** Task details **
Below are records to be transcribed exactly; any pictures should be left out.

══════════════════════════════

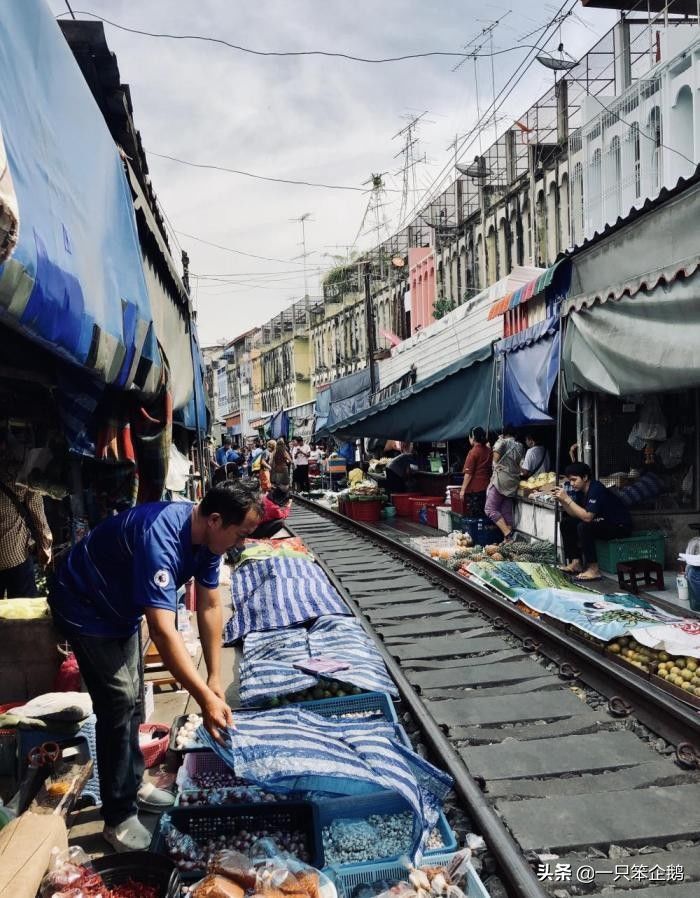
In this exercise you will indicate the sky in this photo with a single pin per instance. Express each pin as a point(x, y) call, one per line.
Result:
point(312, 118)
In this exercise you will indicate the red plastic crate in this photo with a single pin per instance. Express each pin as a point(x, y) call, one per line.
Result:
point(402, 503)
point(365, 511)
point(456, 503)
point(421, 502)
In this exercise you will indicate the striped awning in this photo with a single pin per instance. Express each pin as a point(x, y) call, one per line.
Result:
point(528, 291)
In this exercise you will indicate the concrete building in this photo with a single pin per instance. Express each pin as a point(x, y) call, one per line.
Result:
point(285, 359)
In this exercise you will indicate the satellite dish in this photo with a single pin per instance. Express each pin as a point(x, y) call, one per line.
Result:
point(477, 171)
point(557, 64)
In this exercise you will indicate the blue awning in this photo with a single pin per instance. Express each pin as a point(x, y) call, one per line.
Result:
point(75, 282)
point(531, 361)
point(442, 407)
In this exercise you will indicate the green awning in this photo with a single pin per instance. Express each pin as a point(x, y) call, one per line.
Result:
point(444, 406)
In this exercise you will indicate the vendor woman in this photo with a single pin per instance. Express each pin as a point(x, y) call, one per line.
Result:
point(477, 474)
point(132, 565)
point(594, 512)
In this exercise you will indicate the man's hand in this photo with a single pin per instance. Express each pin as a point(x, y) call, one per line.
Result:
point(214, 683)
point(217, 716)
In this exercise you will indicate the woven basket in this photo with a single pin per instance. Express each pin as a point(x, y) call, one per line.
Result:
point(154, 751)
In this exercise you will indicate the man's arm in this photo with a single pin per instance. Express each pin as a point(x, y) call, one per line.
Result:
point(35, 506)
point(210, 622)
point(161, 626)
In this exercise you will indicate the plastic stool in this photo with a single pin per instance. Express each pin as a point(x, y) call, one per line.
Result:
point(642, 572)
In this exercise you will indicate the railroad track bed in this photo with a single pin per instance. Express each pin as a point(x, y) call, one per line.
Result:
point(576, 761)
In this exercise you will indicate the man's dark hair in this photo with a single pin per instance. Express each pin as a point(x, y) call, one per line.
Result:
point(578, 469)
point(232, 500)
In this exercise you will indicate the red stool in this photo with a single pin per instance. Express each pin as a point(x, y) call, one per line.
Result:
point(642, 572)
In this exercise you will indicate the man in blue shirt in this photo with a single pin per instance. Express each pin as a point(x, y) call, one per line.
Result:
point(594, 512)
point(226, 454)
point(132, 565)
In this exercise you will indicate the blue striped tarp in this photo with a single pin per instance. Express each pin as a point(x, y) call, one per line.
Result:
point(277, 593)
point(267, 667)
point(290, 749)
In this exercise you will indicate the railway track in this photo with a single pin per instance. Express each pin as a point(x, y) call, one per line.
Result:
point(581, 776)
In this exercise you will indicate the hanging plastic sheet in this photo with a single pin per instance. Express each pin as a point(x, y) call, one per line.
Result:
point(339, 757)
point(530, 362)
point(75, 280)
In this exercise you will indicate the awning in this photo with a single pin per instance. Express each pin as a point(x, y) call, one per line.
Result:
point(647, 343)
point(530, 364)
point(656, 246)
point(555, 278)
point(346, 396)
point(75, 281)
point(442, 407)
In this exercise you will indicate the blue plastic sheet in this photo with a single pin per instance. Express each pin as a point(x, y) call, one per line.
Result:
point(339, 757)
point(75, 282)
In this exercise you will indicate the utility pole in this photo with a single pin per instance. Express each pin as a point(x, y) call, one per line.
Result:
point(369, 324)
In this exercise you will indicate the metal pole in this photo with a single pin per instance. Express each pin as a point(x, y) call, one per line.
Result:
point(204, 471)
point(560, 410)
point(369, 325)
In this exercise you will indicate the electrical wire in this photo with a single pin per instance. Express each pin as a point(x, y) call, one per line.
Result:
point(247, 174)
point(291, 53)
point(238, 252)
point(467, 140)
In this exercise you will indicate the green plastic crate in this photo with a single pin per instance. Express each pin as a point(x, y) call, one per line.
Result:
point(647, 544)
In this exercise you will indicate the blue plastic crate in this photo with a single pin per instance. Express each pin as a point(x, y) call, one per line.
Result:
point(378, 702)
point(347, 878)
point(361, 807)
point(204, 823)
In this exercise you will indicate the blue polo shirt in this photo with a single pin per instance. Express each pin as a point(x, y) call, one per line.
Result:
point(135, 560)
point(605, 505)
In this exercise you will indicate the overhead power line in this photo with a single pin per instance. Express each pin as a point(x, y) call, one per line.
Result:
point(286, 53)
point(247, 174)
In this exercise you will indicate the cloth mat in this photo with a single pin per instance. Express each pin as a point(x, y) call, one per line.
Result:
point(268, 658)
point(290, 749)
point(279, 592)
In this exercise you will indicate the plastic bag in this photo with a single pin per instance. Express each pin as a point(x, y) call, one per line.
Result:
point(216, 886)
point(71, 875)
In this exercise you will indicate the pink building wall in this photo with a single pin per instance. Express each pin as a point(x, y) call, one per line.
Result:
point(421, 265)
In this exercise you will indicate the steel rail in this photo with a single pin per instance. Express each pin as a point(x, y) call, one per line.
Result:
point(666, 716)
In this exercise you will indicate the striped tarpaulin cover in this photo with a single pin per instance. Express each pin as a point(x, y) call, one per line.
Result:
point(279, 592)
point(268, 658)
point(290, 749)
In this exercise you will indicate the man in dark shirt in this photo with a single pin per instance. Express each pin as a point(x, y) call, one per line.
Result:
point(593, 513)
point(130, 566)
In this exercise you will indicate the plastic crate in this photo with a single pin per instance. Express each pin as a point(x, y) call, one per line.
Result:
point(482, 530)
point(364, 510)
point(378, 702)
point(647, 544)
point(423, 502)
point(151, 870)
point(444, 520)
point(204, 823)
point(402, 503)
point(349, 877)
point(360, 807)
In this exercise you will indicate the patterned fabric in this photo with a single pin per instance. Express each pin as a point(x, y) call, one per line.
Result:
point(14, 533)
point(268, 670)
point(277, 593)
point(338, 757)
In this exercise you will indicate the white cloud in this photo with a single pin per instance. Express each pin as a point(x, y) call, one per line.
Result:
point(311, 118)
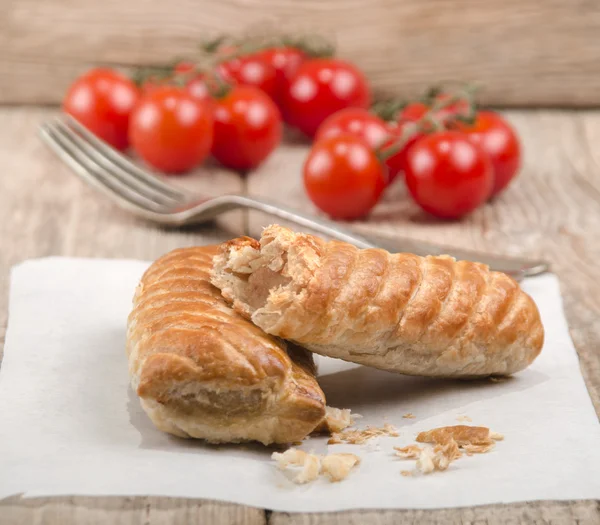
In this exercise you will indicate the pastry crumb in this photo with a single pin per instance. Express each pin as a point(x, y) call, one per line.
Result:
point(462, 434)
point(408, 452)
point(292, 456)
point(477, 449)
point(425, 462)
point(335, 420)
point(310, 472)
point(310, 463)
point(445, 454)
point(358, 437)
point(337, 466)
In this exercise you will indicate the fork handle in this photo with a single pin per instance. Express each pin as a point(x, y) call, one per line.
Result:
point(516, 267)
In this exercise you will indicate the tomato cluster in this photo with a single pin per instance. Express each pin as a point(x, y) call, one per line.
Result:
point(451, 156)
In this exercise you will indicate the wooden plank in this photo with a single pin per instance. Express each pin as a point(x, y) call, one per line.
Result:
point(125, 511)
point(523, 52)
point(579, 512)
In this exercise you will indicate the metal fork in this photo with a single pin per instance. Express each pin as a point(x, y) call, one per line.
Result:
point(147, 196)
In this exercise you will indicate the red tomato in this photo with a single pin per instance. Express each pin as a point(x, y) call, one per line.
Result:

══════════════════════════════

** Problem solution **
In this exercise you will indicate the sky in this photo with a single pin per instance. Express each pin as a point(x, y) call, one per line.
Result:
point(312, 118)
In this exercise you will indicate the red plastic crate in this photo with a single pin per instance. Express each pin as a point(x, y) call, one per line.
Result:
point(402, 503)
point(365, 511)
point(456, 503)
point(421, 502)
In this exercise you will indicate the striped awning in this photo with a single pin per instance. Express each pin as a point(x, y) call, one per line.
Result:
point(528, 291)
In this exercise you will indicate the concrete building in this photo with a single pin per instance. Express each pin as a point(x, y) call, one per line.
Result:
point(285, 359)
In this exercise you will indicate the satellite dish in this photo with a single pin per instance. Express each pin as a point(x, y) call, one per line.
Result:
point(477, 171)
point(557, 64)
In this exercise you will indicate the blue awning in this photo with a single pin per instance. Express each pin as a point(x, y) call, one per line.
Result:
point(75, 282)
point(531, 361)
point(442, 407)
In this exercise you will indicate the green awning in this photo with a single pin per instance. Express each pin as a point(x, y) call, one per line.
Result:
point(444, 406)
In this exercise you will indicate the vendor woman in this photo with a single pin per instance. Express each pin as a point(x, y) call, one per line.
Result:
point(477, 474)
point(132, 565)
point(594, 512)
In this exercise you will indicate the man's hand in this photo with a single pin per instance. Express each pin as a point(x, y) call, one per line.
Result:
point(214, 683)
point(217, 716)
In this exercise you will indicate the woven basket in this photo with a single pin per instance. Express each pin as a point(x, y) call, one per line.
Result:
point(154, 751)
In this exercise you will indicate the man's arm in this photo with a single pin per instance. Express each pin as a point(x, y) call, one per line.
Result:
point(35, 506)
point(210, 622)
point(161, 626)
In this exercise you will indicate the plastic stool in this photo with a single pin per instance. Express each pin as a point(x, y) call, one per line.
Result:
point(642, 572)
In this exercise you will indicate the railroad track bed in this photo with a single pin per instance. Express each pin as a point(x, y) call, one per line.
Result:
point(576, 761)
In this exercise you will indicate the man's dark hair in this photo with a single pin per instance. Express each pin as a point(x, y) call, one per line.
Result:
point(578, 469)
point(232, 500)
In this exercise you will indicate the red stool in this photo with a single pin per instance. Express each pin as a point(x, y) call, one per line.
Result:
point(642, 572)
In this exercise you will indicate the man in blue shirt in this photo with a single pin per instance. Express each pin as a point(x, y) call, one per line.
Result:
point(594, 512)
point(226, 454)
point(132, 565)
In this exercise you will indicate the blue striped tarp in this photo with a single pin per instance. Express each pin as a point(x, y) call, one per line.
Result:
point(277, 593)
point(267, 667)
point(290, 749)
In this exercise you will indicate the railway track in this photo with a single pin per instance. Express each pin as a point(x, y) call, one per line.
Result:
point(581, 776)
In this exercise you will indicate the hanging plastic sheet in this photo with a single pin per instance. Express each pin as a point(x, y) call, one per line.
Result:
point(339, 757)
point(530, 362)
point(75, 280)
In this exercise you will indicate the awning in this photo with a single pin per instance. Express each pin as a point(x, y) call, one per line.
Result:
point(647, 343)
point(530, 364)
point(656, 246)
point(555, 278)
point(346, 396)
point(75, 281)
point(442, 407)
In this exercise you will indicate the blue plastic sheet in this photo with a single pin per instance. Express each pin as a point(x, y) call, one per line.
Result:
point(339, 757)
point(75, 282)
In this exercise you will indicate the utility pole in this photo with a single pin per instance. Express each pin as a point(x, y) call, one per line.
Result:
point(369, 324)
In this exercise you will indicate the metal pole in this photo with a single pin per instance. Express each pin as a point(x, y) call, one per line.
Result:
point(204, 471)
point(560, 410)
point(369, 325)
In this exercise you will indicate the electrical wire in this photo with a single pin per instance. Express each pin as a point(x, y) call, one per line.
Result:
point(247, 174)
point(291, 53)
point(238, 252)
point(467, 140)
In this exercise you will indicate the green plastic crate in this photo with a single pin per instance. Express each pin as a point(x, y) call, one per line.
Result:
point(647, 544)
In this exercise you will indicate the blue plastic crate in this photo with a single pin per instance. Express each pin as a point(x, y) call, one per line.
Result:
point(378, 702)
point(347, 878)
point(361, 807)
point(204, 823)
In this exercise you will indicate the blue polo shirt in this photo with a single pin per instance. Express each pin as a point(x, y) call, one per line.
Result:
point(135, 560)
point(605, 505)
In this exercise you will indicate the overhead power line in this photo with a single pin per instance. Express each pin as a point(x, y) call, one per line.
Result:
point(286, 53)
point(247, 174)
In this exercise you will indicate the cloth mat in this photo with a single pin per instance. Express each pin as a point(x, y) call, one per line.
Result:
point(268, 658)
point(290, 749)
point(279, 592)
In this exercise you will indicate the plastic bag in this photo with a single pin per instance. Express each pin as a point(x, y) call, one per line.
Result:
point(216, 886)
point(71, 875)
In this exercise you will indicate the pink building wall in this photo with a single pin per instance. Express each pin as a point(x, y) call, one per line.
Result:
point(421, 265)
In this exercise you will indicate the steel rail in this photo with a single pin per instance. Express each pin as a point(x, y) call, one per line.
Result:
point(666, 716)
In this exercise you will indicate the striped tarpaulin cover in this photo with a single pin per instance. Express each pin as a point(x, y) call, one per line.
Result:
point(279, 592)
point(268, 658)
point(290, 749)
In this exercise you will indicate the man in dark shirt in this photo with a single pin per instance. Express each pin as a point(x, y) call, one per line.
Result:
point(593, 513)
point(130, 566)
In this exercise you will indicate the plastic crate in this photo with a single pin per instance. Express each pin as a point(x, y) call, one per line.
Result:
point(482, 530)
point(364, 510)
point(378, 702)
point(647, 544)
point(423, 502)
point(151, 870)
point(444, 520)
point(204, 823)
point(402, 503)
point(349, 877)
point(360, 807)
In this exercise you will indicate the patterned fabric in this photo with a single pin per instance. Express each pin as a point(x, y) call, one per line.
Result:
point(14, 533)
point(268, 670)
point(277, 593)
point(338, 757)
In this exercise you will indicate the white cloud in this photo with a single pin per instance. Express each pin as a point(x, y) call, one per line.
Result:
point(311, 118)
In this exercise you will indicate the pastry crumb in this photo with a single pin per instance. Express each pin as a point(x, y) call, one per line.
Result:
point(462, 434)
point(408, 452)
point(292, 456)
point(477, 449)
point(425, 462)
point(335, 420)
point(310, 472)
point(310, 463)
point(445, 454)
point(358, 437)
point(337, 466)
In this exercise you will indicate the fork handle in this photo with a single pin per instance. Express each pin as a point(x, y) call, one per line.
Result:
point(516, 267)
In this exercise you will indicate the tomato cluster in this photo with a single pin per instance. Express each pin as a point(x, y) call, one per line.
Result:
point(451, 156)
In this exercise you will indicate the wooden plank in this photo with a single pin per instance. Express each pin as a point(x, y) call, one per line.
Result:
point(125, 511)
point(523, 52)
point(579, 512)
In this exercise you will indicate the metal fork in this photo with a single pin per instance. Express each pin as a point(x, y) call, one per line.
Result:
point(147, 196)
In this exercise you will indicate the red tomato in this photo with a single pin per instance. Express each pin as a point(x, y) call, one per line.
Result:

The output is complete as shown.